Extract the listing in its entirety, keeping each line identical to the original.
------------------------------------
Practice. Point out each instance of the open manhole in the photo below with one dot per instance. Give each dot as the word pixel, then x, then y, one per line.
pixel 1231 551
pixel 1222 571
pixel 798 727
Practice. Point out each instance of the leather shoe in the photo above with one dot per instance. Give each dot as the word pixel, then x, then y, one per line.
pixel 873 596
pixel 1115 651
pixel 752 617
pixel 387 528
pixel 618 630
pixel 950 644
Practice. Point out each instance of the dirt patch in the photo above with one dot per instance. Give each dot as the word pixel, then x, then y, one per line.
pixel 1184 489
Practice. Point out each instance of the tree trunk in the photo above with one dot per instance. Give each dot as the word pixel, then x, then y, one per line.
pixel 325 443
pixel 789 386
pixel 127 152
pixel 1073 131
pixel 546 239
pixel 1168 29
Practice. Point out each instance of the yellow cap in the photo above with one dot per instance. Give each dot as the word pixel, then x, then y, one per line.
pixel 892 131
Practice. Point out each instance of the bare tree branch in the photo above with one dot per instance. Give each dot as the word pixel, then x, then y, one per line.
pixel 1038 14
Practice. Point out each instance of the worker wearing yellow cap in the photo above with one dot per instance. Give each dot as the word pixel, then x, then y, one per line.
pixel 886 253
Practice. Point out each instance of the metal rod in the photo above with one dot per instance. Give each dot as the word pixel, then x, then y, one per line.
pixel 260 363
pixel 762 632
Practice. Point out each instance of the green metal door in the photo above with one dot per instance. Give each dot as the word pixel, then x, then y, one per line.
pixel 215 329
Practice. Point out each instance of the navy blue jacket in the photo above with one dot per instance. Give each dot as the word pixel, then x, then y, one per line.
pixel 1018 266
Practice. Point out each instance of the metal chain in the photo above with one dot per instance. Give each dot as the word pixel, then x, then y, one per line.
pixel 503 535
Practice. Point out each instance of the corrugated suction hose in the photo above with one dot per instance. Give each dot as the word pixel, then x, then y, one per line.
------------------------------------
Your response
Practice. Point out each instance of the open manhole in the photo below with one dot per instance. Give each dot as the word pixel, then x, then y, one per line.
pixel 1231 551
pixel 1222 571
pixel 798 727
Practice. Point out each instance of the leather shoe in the photo above with one dot per instance. Give each dot as the word pixel, then x, then y, one per line.
pixel 873 596
pixel 1115 651
pixel 752 617
pixel 387 528
pixel 618 630
pixel 950 644
Practice. Point out each instance of the dirt patch in the photo above with one dot per instance. Give each dot as the word pixel, then x, then y, one per line.
pixel 1184 489
Practice. Point out each instance of the tree trunk in the photo above with one dot per instance. Give each dot as the word pixel, then x, then y, one per line.
pixel 325 443
pixel 789 386
pixel 127 152
pixel 1073 131
pixel 546 239
pixel 1168 29
Practice. Point out each instance of the yellow cap in the photo above with one dot per instance. Give each dot as the word pixel, then x, then y, one per line.
pixel 892 131
Practice. Point out each instance of the bare tree branch in the photo above with one dot per instance. Give each dot as the word pixel, then x, then y, one per line.
pixel 1038 14
Practice. Point out each instance of the worker wearing yellow cap in the photo above with one dot per instance. Give each dot as the word pixel, then x, then y, one per line.
pixel 886 253
Practice. Point out each instance of the metal rod in the photo above with one dot per instance. Give each dot as the word pixel, then x, then y, one per line.
pixel 260 363
pixel 762 632
Practice. Point out each instance of the green metal door in the photo above with one dot per instance. Give each dot as the word pixel, then x, then y, one per line.
pixel 215 329
Practice. Point out each instance of the navy blue jacket in the photo above with one dot per instance. Give each dot as the word pixel, then x, then y, one per line.
pixel 1018 266
Practice. Point out each instance of the metal chain in the photo above with one dot per instance. Give each dot as the word pixel, then x, then y, one per line.
pixel 503 535
Practice. Point out each instance of the corrugated suction hose in the photo above with one dot per instance. Give each dot as the word pixel, then x, then y, one per line.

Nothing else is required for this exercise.